#### [DIRECTION]
Update the lines below by changing every "firefighter" to "rescuer" and keeping the rest the same. Leave the pictures out of your answer.
─── MATERIAL FOR THIS EXERCISE ───
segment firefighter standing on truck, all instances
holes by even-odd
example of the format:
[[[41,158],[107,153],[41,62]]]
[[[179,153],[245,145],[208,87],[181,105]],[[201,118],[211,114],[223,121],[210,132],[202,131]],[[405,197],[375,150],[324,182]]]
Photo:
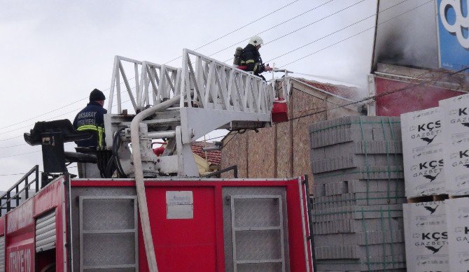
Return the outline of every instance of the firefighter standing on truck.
───
#### [TASK SOLUTION]
segment rescuer standing on truck, all instances
holes by even-odd
example of the format:
[[[41,158],[107,153],[41,62]]]
[[[179,153],[245,145],[208,87],[181,105]],[[201,118],[211,114],[223,121],[210,132],[202,131]],[[405,197],[375,150],[324,182]]]
Photo:
Return the outline of every instance of the rescuer standing on truck.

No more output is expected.